*Uit te voeren:*
• 1. Op welke vergadering en in welk jaar sloten Oosters-orthodoxe kerken zich volgens het fragment over de Wereldraad van Kerken bij de Wereldraad aan?
• 2. Zet het fragment over de Wereldraad van Kerken voort na de laatste zin.

*Aangeleverd fragment:*
════════

De opening van het Global Ecumenical Theological Institute (GETI) bracht zaterdag al 100 jonge theologen bij elkaar, inclusief studenten van het Bossey Ecumenical Institute bij Genève. Op dit moment draaien er ”pre-assemblees” van jongeren en organisaties die de rechten van inheemse volkeren bepleiten. De Duitse Bondspresident Frank-Walter Steinmeier houdt woensdag tijdens de officiële opening van de assemblee de hoofdtoespraak en ook de minister-president van Baden-Württemberg, Winifred Kretschmann, zal de vergadering begroeten.
Opnieuw oorlog
Tijdens de voorbereidingen voor het oprichten van de Wereldraad van Kerken in continentaal Europa –1948– werden de organisatoren geconfronteerd met de vraag hoe de gemeenschap tussen burgers van landen die elkaar recent zo bloedig hadden bestreden, kon worden hersteld. Protestantse leiders die in oktober 1945 bijeenkwamen, namen de Schuldverklaring van Stuttgart aan, waarin ze bekenden dat „gedeeld lijden onder de mensen van een natie impliceert dat er ook sprake is van gedeelde schuld.” In de woorden van de verklaring: „We beschuldigen onszelf ervan dat we niet moediger getuigen, dat we niet trouwer bidden, dat we niet vreugdevoller geloven en dat we niet vuriger liefhebben.”
Onder de oecumenische leiders die voor deze basis voor verzoening pleitten, waren W. A. Visser ’t Hooft, Karl Barth, Martin Niemöller en andere voormalige activisten uit de Belijdende Kerk in Duitsland, de kerk waarin ook Dietrich Bonhoeffer een prominente rol vervulde.
Pogingen om de deelname van de (Oosters-)orthodoxe kerken in de zich ontwikkelende Oostbloklanden aan te trekken, waren niet succesvol. Het zou meer dan een decennium van kerkelijke diplomatie vergen voordat Oosters-orthodoxe kerken zich bij de Wereldraad van Kerken zouden aansluiten, op de Derde Vergadering in New Delhi in 1961.
De oorlog in Europa zat in de hoofden van de vertegenwoordigers in Amsterdam, tijdens de oprichtingsvergadering van de Wereldraad in 1948: een recente, verschrikkelijke oorlog en het dreigende potentieel voor geweld tussen Oost en West. De elfde vergadering van de Wereldraad van Kerken, de derde die in Europa wordt gehouden, komt bijeen in de schaduw van een verwoestende oorlog tussen Rusland en Oekraïne, schrijft Theodore Gill op de website van de WCC. Gill is voorganger in de Presbyterian Church (USA) en was van 2002 tot 2016 werkzaam voor de WCC. „Opnieuw staan mensen en kerken tegenover elkaar. Net als in Amsterdam vragen de aanwezigen zich af: Wat kunnen we zeggen? Wat kunnen we doen? Kunnen we hopen echt een verschil te maken? Hoe moeten we, in het licht van zo’n wanorde, Gods plan verkondigen?”

════════

*Bronmateriaal:*
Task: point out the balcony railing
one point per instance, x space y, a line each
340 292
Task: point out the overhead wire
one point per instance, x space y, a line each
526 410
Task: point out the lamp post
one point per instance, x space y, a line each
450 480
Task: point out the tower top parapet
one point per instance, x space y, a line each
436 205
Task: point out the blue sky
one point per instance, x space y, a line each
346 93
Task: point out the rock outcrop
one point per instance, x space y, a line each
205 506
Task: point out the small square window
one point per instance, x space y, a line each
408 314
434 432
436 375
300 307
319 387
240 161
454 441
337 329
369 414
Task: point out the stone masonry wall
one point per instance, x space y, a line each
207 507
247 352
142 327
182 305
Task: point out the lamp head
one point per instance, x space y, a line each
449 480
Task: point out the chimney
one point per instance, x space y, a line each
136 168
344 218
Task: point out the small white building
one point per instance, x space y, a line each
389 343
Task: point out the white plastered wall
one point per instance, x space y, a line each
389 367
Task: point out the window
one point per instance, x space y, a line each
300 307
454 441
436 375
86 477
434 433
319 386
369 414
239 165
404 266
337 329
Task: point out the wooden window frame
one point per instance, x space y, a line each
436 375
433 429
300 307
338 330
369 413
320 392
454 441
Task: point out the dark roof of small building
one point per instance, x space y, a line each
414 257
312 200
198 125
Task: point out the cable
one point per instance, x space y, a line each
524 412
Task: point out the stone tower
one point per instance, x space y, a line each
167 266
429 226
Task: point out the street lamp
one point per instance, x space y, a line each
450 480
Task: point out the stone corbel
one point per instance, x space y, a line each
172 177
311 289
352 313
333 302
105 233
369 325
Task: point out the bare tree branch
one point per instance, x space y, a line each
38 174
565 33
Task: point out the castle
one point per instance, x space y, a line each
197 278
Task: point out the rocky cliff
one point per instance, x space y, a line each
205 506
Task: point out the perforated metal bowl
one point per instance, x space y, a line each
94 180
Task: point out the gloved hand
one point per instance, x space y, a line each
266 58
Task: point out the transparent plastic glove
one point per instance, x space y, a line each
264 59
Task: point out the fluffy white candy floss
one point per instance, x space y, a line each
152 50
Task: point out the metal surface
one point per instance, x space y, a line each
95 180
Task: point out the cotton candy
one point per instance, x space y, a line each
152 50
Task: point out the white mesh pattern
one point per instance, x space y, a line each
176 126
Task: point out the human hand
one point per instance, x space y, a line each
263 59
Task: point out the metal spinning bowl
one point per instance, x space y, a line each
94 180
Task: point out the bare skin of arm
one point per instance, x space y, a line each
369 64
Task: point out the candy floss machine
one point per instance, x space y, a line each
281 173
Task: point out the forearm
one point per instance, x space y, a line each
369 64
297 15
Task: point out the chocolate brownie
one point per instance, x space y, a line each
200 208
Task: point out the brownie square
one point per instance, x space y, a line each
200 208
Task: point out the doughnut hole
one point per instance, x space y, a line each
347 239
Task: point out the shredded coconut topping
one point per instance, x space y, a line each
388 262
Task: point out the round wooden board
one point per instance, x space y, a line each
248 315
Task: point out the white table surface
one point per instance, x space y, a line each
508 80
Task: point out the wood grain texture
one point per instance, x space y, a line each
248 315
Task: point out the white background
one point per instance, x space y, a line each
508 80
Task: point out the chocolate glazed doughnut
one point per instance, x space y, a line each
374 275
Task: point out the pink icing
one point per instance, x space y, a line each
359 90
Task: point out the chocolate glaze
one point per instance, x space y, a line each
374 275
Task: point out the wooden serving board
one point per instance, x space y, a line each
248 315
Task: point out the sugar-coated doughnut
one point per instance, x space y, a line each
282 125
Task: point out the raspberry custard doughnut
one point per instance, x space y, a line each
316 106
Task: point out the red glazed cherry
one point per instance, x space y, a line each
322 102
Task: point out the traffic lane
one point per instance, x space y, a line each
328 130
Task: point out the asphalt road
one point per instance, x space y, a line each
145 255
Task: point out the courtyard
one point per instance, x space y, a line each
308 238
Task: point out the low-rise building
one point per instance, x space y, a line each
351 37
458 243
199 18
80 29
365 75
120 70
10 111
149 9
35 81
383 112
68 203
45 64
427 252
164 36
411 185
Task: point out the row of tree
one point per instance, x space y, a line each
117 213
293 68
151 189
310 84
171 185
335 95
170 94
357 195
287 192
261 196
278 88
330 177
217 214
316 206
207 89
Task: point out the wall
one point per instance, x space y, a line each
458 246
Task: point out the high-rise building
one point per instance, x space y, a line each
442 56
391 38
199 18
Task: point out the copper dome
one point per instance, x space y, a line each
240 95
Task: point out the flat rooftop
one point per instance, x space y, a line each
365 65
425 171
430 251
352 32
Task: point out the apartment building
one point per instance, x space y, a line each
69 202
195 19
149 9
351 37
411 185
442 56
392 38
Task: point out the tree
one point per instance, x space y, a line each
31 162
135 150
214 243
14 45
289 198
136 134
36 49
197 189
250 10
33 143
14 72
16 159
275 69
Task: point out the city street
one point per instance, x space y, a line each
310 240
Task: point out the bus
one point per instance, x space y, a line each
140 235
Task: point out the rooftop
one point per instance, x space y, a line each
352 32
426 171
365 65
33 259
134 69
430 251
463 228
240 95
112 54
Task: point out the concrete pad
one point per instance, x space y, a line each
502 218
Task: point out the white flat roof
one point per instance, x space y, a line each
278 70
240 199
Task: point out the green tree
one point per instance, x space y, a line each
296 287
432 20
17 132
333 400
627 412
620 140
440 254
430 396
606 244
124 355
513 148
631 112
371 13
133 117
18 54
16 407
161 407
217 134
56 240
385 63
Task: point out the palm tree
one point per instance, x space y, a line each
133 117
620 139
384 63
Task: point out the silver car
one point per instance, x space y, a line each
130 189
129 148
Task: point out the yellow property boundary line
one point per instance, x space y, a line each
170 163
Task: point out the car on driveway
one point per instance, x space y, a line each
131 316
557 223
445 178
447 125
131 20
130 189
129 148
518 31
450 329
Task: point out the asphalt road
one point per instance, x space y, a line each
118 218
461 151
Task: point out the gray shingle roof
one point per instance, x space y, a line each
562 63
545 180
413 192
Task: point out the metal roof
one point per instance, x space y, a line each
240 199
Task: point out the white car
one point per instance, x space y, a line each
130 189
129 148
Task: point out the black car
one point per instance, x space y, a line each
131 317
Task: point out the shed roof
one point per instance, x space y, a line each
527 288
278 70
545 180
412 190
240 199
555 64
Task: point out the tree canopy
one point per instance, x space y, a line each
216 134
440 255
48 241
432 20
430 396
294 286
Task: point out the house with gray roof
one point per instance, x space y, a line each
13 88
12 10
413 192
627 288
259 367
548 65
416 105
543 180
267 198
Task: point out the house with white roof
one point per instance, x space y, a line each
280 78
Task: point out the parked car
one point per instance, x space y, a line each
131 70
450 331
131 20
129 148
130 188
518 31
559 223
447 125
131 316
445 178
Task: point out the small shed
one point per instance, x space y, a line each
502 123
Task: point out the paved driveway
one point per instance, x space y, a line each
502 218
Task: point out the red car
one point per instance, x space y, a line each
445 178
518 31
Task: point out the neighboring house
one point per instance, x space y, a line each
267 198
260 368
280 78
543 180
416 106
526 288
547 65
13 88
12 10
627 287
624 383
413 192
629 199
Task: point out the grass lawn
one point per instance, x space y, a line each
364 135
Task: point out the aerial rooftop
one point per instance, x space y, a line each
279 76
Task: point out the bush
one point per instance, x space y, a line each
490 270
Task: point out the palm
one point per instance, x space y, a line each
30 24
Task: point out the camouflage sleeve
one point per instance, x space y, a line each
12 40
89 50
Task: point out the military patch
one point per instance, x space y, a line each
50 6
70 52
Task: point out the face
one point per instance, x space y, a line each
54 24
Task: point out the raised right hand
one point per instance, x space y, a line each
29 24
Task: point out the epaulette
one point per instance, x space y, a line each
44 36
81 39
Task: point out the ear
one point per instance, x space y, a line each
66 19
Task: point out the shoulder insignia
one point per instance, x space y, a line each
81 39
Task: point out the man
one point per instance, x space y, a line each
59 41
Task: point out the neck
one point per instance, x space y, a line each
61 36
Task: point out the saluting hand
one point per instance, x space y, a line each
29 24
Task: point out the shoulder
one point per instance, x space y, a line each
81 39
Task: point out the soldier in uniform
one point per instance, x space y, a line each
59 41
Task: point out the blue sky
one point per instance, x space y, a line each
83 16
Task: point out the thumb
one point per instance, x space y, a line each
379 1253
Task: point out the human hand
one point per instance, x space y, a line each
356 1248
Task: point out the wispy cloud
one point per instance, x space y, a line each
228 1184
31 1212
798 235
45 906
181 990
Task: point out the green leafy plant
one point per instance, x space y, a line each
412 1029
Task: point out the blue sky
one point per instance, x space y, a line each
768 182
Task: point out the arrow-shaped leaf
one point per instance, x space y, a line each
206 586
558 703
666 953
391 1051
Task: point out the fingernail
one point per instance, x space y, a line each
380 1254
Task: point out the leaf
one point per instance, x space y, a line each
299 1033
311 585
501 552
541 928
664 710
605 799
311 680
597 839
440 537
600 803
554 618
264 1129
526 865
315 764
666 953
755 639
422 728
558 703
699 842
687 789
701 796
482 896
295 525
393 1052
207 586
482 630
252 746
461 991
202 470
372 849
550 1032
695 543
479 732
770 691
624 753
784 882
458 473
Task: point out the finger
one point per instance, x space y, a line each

════════

*Resultaten:*
• 1. Op de Derde Vergadering in New Delhi, in 1961.

• 2.
Appendix
Het aandeel Oosters-orthodoxen op de ongeveer 800 officiële afgevaardigden van de assemblee in Karlsruhe is maar liefst 20 procent. De Russisch-orthodoxe metropoliet Hilarion, die in juni door Poetin werd ontslagen en vervangen door een staatsgetrouwe vertegenwoordiger, doet in een van de voorbereidende stukken namens de Oosters-orthodoxe gemeenschap uit de doeken dat „de toestand van de moraliteit in de huidige samenleving noopt tot verdediging van de traditionele waarden van gezin en huwelijk, de verdediging van het menselijk leven vanaf het moment van conceptie tot aan de natuurlijke dood.” „We mogen niet onverschillig onze ogen sluiten voor het feit dat bepaalde delen van de westerse christelijke wereld afglijden naar de afgrond van een absolute verwerping van het Evangelie en Christus en daarmee het pad volgen van moreel relativisme en ontaarding.”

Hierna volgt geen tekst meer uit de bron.